_Page excerpt_
'''

Why Do Teams Pitch to Trout?

by Sam Miller

Here’s a story about Mike Trout and intentional walks: During his junior year, in the state playoffs, the opposing Cherry Hill East manager got so spooked by Trout’s batting practice display that he intentionally walked him to lead off the game; then again in his second at-bat, with a runner on first; and once more in his third at-bat, with the bases loaded.

There are very, very few stats in baseball that aren’t part accidental. A player hits 40 home runs—that’s telling, but that number is an accident; he’d much rather have hit 600 home runs, and the pitchers would have much rather he hit zero, and nobody was trying to hit exactly 40. Sacrifice bunts show intent, but plenty of sacrifices are called for but turn into pitches taken, pitches fouled, pitches whiffed, bunts popped out, etc. Stolen base attempts are close to a perfect expression of intent, though plenty of stolen base attempts don’t get recorded—when the pitch was fouled off or put in play.

Intentional walks, though: Every one of those was intentional. There are no accidental intentional walks, and but for the rare exception every five years or so, there are no thwarted intentional walks. Intentional walks tell us, with almost 100 percent accuracy, that an opposing team would rather face the man on deck (with an extra runner on base) than the man at bat. The Cherry Hill East manager had an opinion; he expressed his opinion; he acted on his opinion; we know his opinion, with certainty.

So what does this say: Despite being the best hitter in baseball over the past three years, Trout hardly ever gets intentionally walked. He leads the American League in OPS+ this year and has been intentionally walked just once. Howie Kendrick has been intentionally walked twice.

There are probably several factors:

  • He’s right-handed, and right-handers get intentionally walked something like two-thirds as often as left-handers.
  • The guy behind him has generally been right-handed, so there’s no platoon-advantage-based strategy to justify it. Since the start of 2013, there have been nearly 1,200 intentional walks, ignoring those that precede a pitcher batting. About 60 percent of those switched the platoon advantage from the batting side to the pitching.
  • He’s super fast, which makes it slightly more costly to put him on base.
  • He bats second or third, which means it isn’t just the hitter after him who tends to be qualified to provide protection; it’s the series of hitters after him, all of them better than the bottom-of-the-order types a pitcher might salivate over.

'''

_Material_

'''

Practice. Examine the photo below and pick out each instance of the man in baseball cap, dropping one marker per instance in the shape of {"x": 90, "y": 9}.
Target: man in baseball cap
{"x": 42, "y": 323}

'''

_Work to do_
Answer these questions from the article on pitching to Trout.
1. In the high school playoff story, in which at-bat was Trout intentionally walked with the bases loaded?
2. How many times has Trout been intentionally walked this year?
3. Of the nearly 1,200 intentional walks since the start of 2013, about what percentage switched the platoon advantage from the batting side to the pitching side?

_Final result_
1. His third at-bat.
2. Once.
3. About 60 percent.